Data excerpts:
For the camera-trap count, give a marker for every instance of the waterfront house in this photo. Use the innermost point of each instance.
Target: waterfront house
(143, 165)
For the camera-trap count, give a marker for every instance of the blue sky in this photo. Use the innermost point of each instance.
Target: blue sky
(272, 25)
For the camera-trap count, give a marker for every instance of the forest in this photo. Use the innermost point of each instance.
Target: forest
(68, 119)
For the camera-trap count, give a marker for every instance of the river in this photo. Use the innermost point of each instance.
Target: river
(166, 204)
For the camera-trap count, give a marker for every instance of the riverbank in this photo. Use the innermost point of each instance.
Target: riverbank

Task directions: Reproduce the rows above word for word, from the line with "of the blue" through the last of the rows.

Solution for this exercise:
For the camera-trap count, give a marker for every instance of the blue sky in this photo. Use the innermost point of each instance.
Target: blue sky
(272, 25)
For the camera-trap count, give a marker for every instance of the forest in this photo. Use the innermost point of each instance.
Target: forest
(68, 119)
For the camera-trap count, give a marker for every instance of the river in this photo. Use the innermost point of each instance.
Target: river
(166, 204)
For the camera-trap count, give a marker for every instance of the riverbank in this photo. Use the innermost point of each instance.
Target: riverbank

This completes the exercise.